# 49 Pups Rescued



## Jill in Mich

HALO (and Freedom Rescue) recently rescued 49!!!! pups from an auction. The pups are not yet posted on petfinder.com but the following link will give you a peek at their pictures....http://www.rescuedhavanese.org/2008g_group.htm


----------



## polo

My Mom is fostering 2 of them! I got to see them over Thanksgiving......soooooo cute!!!! I wanted them both!


I just looked at the link...she has Greensboro and Gilbert on the 4th row from the bottom. One of her friends has another 2 but I didn't get to see them.


----------



## pjewel

OMG, they're so cute. I want one.


----------



## Julie

They are super cute! Makes me want one or two or three of the cuties myself!


----------



## Laurief

I have died and gone to puppy Heaven


----------



## Sheri

Oh, my goodness! What a huge job that will be! Poor puppies, I'm so glad they are out of the Mill!

But, does anyone know, doesn't buying them at an auction just encourage their breeding mills to continue?

Sheri


----------



## Havtahava

Sure it does, Sheri. When the miller gets money for the pups, they can then turn around and add more pups to their breeding plans. Do we know if these dogs were purchased though? I've heard rumors that HALO buys dogs from millers, but I don't know if that is always true.

Man, that's a lot of dogs! That video was hard to watch. I kept wanting to pick one up, run my hands through the hair of others, and get in there.


----------



## Lina

Wow, that's a lot of puppies! It's great that they were all able to be rescued!


----------



## Brady's mom

Oh my! Those are some really cute puppies. 

Before I got Dugan from HRI, I was in contact with HALO about adopting one of their pups. I ended up with Dugan mainly because he was with Laurie and a lot closer to home than going to Ohio for one of the HALO puppies. HALO explained to me that when they do buy puppies at auctions, they only pay a certain amount and they make sure it is not enough for anyone to "make money" on the puppies. They did say that recently they had gotten some calls from one of the mills trying to get rid of the puppies he had. They paid him something for them, but again, not enough for him to make a living at it. I would guess this is a similar situation. I think today's economy even has puppy miller's to the point of almost giving away their dogs. It is good to see these puppies will be well cared for and go to good homes.

■ GIVEN TASK 1 ■
Extract every line of the entries that contains the word "each".

■ EXTRACTED INFORMATION ■
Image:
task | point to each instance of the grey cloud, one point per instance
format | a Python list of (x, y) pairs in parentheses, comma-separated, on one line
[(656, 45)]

---

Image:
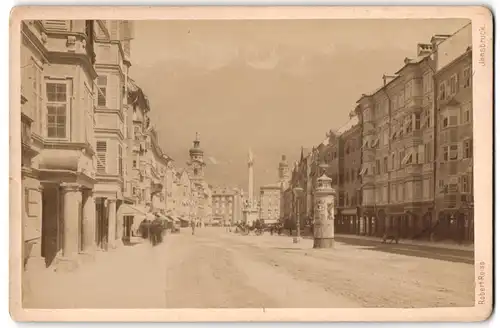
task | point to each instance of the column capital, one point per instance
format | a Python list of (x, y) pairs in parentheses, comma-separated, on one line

■ GIVEN TASK 2 ■
Condense the paragraph of the thread above that begins "Before I got Dugan from HRI" into a short bulleted list that keeps its main facts.

■ OUTPUT 1 ■
task | point to each instance of the grey cloud, one point per instance
task | point to each instance of the column capital, one point per instance

■ OUTPUT 2 ■
- Before adopting Dugan from HRI, the writer had been in contact with HALO about adopting one of its pups.
- Dugan was chosen mainly because he was with Laurie, much closer to home than Ohio.
- HALO explained that when it buys puppies at auctions, it pays only a certain amount, never enough for anyone to make money on them.
- One of the mills recently called HALO trying to get rid of its puppies; HALO paid something, but not enough for the miller to make a living.
- The writer guesses this case is similar and thinks today's economy has puppy millers almost giving their dogs away.
- It is good that these puppies will be well cared for and go to good homes.